======== EXCERPT ========

Good Reads

The Joy of Books

Written by James Aitken

Posted on June 01, 2026

Earlier this week my clients received the Aitken Advisors 2024 Booklist.
Every one of the vast armies of service providers my clients work with is excited to talk about and talk up their offerings, but I wonder whether this overlooks a critical first step?
Better I think to start by asking ‘who do I want my clients to become, where are they going, and what do they want to be when they get there?’
The primary challenge for investors in a confused, noisy, too often hyperventilating world is to remain calm, focussed, confident, energised, knowledgeable, anticipatory, and always in control.
In a world that seems to be moving faster and faster, I wonder whether an overlooked superpower might be to slow down our decisions, to read more, & to think.
In this age of informed bewilderment, what steps do you need to take today to become the world champion of reading: when was the last time you had a distraction-free hour to yourself?
Everybody is constantly distracted & allegedly too busy to reflect deeply on challenges & opportunities alike; yet anybody who can consistently carve out - to begin with – just thirty minutes of uninterrupted thinking time each & every day is already winning.
Carve out an hour or more & you’ll be lapping the field.

======== DATA EXCERPTS ========

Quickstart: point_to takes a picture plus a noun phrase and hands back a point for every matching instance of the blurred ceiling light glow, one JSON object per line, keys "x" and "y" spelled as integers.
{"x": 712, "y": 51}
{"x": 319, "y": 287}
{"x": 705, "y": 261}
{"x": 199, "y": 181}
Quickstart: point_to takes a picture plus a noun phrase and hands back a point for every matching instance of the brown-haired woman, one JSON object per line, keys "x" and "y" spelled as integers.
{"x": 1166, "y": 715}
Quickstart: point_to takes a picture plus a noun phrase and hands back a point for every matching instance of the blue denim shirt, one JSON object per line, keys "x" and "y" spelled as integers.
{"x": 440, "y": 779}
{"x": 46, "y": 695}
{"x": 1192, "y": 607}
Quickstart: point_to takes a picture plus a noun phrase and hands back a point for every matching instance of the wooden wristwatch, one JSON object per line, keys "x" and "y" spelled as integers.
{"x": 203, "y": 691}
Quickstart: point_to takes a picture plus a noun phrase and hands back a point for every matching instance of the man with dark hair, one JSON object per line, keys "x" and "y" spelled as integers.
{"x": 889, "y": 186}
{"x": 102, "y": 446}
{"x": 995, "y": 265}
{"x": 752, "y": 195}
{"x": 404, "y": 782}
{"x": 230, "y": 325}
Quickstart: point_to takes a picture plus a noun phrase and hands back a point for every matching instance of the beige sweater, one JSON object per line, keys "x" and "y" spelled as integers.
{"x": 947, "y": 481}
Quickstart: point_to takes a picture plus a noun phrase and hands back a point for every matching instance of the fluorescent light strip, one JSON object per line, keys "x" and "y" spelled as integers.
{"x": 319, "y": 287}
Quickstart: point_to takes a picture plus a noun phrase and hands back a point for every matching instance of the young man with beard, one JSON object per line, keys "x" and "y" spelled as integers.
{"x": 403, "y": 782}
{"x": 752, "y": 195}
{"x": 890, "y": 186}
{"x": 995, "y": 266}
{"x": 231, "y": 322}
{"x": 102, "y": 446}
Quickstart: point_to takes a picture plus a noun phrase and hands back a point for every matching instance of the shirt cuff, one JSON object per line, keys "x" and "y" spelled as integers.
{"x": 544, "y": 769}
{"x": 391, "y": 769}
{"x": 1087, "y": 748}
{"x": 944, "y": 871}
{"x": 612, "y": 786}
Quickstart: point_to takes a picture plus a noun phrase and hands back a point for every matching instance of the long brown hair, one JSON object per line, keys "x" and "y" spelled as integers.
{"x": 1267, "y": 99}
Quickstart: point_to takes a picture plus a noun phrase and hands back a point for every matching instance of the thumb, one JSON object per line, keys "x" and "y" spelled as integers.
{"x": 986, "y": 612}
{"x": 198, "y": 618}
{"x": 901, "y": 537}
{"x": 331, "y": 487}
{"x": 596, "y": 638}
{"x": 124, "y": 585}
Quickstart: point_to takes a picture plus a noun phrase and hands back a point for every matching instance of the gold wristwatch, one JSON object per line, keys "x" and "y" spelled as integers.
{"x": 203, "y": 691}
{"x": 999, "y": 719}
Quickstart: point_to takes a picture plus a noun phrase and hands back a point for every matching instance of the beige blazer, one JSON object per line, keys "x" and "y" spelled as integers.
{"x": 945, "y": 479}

========

Quote the post on the joy of books starting at "In this age" and ending at "hour to yourself?". Work only from the post on the joy of books.

In this age of informed bewilderment, what steps do you need to take today to become the world champion of reading: when was the last time you had a distraction-free hour to yourself?